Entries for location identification
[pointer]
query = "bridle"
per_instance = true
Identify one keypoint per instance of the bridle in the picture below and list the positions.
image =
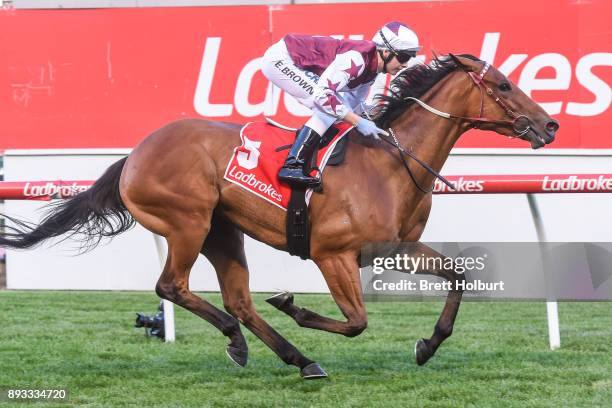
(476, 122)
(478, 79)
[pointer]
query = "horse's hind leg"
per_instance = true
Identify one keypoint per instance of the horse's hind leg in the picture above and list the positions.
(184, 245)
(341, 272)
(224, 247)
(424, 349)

---

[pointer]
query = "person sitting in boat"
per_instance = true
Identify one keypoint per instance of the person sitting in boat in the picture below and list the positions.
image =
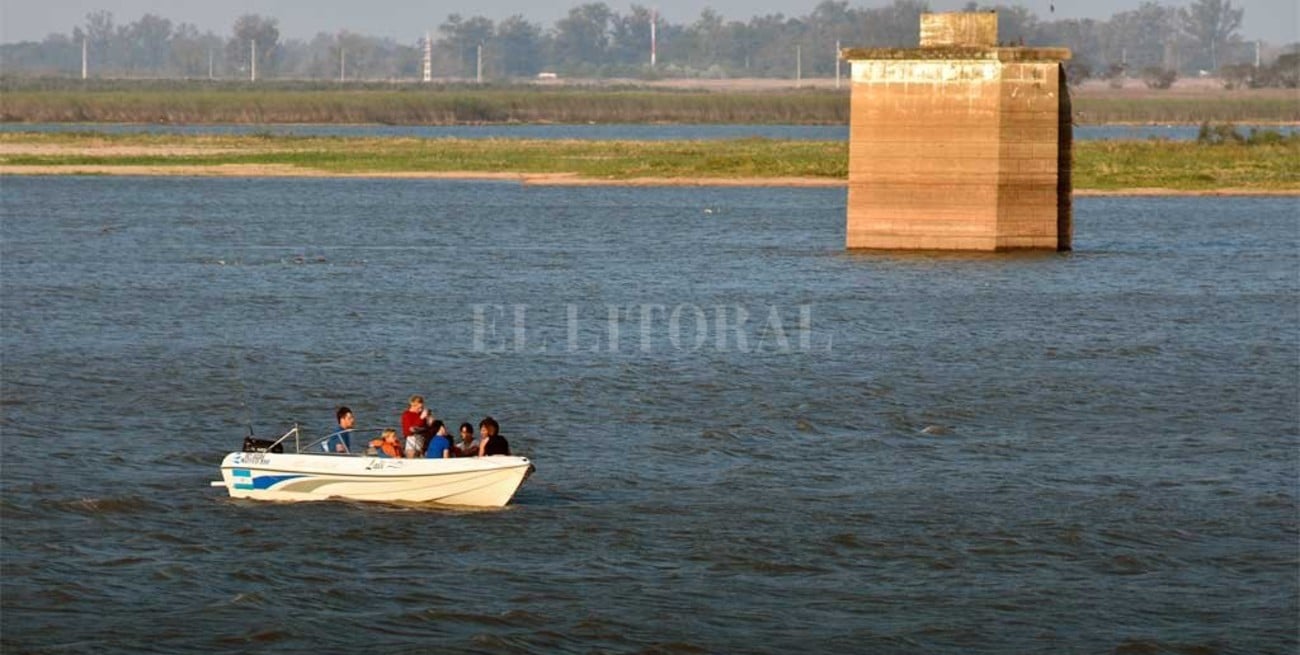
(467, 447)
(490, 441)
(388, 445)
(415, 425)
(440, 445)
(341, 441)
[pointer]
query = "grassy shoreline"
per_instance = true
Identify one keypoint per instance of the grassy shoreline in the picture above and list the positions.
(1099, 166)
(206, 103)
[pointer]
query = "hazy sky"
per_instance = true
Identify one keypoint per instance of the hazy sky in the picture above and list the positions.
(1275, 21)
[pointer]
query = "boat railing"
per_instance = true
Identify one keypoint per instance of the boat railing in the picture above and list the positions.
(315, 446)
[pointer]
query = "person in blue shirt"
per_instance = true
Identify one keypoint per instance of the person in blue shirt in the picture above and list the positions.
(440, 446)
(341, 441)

...

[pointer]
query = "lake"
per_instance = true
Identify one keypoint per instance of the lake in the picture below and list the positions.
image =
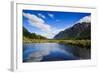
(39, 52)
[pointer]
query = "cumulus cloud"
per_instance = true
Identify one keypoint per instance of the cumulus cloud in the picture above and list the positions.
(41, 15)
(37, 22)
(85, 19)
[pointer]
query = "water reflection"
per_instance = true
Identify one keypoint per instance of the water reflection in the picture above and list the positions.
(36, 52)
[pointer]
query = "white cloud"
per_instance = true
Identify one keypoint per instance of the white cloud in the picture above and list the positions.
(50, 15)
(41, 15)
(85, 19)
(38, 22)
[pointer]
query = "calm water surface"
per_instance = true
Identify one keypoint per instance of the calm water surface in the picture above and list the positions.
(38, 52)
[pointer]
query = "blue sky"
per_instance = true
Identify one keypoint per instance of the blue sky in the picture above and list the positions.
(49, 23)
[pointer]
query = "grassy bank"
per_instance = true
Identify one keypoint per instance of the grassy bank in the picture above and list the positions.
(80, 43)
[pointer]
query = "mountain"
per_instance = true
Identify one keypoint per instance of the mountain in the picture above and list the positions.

**Task details:** Display each line of the records above that contains the string "cumulus".

**Result of this task:**
query = "cumulus cloud"
Identify one keypoint per instance of the cumulus cloud in the picture above and list the positions.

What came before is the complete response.